*** Begin section ***

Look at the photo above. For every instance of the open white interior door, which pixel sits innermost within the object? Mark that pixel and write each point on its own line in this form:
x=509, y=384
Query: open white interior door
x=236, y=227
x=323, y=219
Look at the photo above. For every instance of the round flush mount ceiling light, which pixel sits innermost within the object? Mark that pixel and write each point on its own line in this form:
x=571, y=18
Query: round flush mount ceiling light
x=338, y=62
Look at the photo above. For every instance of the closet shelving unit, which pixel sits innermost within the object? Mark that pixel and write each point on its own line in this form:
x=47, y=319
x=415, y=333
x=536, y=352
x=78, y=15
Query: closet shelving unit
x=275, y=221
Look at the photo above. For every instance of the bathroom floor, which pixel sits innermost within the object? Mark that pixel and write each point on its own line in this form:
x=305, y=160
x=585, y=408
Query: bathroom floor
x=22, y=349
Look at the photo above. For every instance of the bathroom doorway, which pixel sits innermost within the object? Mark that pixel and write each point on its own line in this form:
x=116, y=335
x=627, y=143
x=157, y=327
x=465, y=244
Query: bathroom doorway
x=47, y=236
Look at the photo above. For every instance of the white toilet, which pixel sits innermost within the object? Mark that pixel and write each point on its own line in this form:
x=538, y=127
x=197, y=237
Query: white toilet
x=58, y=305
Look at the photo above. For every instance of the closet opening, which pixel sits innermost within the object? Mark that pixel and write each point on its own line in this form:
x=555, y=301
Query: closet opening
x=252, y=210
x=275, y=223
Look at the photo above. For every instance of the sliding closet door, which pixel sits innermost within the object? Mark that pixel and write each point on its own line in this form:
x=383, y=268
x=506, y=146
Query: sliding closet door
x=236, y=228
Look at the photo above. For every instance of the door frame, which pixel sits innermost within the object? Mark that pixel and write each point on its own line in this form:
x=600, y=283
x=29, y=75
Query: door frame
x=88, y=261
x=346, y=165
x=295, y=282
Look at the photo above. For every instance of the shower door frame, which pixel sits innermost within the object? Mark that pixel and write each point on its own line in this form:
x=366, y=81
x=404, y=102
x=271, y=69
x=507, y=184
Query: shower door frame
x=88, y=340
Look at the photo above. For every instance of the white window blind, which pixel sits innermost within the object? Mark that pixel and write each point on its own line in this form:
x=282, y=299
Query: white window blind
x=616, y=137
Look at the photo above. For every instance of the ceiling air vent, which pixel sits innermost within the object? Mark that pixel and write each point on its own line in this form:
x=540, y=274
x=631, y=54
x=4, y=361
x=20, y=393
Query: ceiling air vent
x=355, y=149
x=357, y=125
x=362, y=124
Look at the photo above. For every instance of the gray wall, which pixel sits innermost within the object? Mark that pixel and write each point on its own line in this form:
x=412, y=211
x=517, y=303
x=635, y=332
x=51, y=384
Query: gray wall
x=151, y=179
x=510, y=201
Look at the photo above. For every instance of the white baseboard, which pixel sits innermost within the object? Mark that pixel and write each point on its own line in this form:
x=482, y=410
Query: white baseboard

*** End section ***

Prompt:
Copy, from the lines above, each one that holds "baseboard".

Task solution:
Look at the photo above. For every instance of the white baseboard, which pixel sits innermost within the object? Mark that pixel and write each point on its own line in this form:
Query: white baseboard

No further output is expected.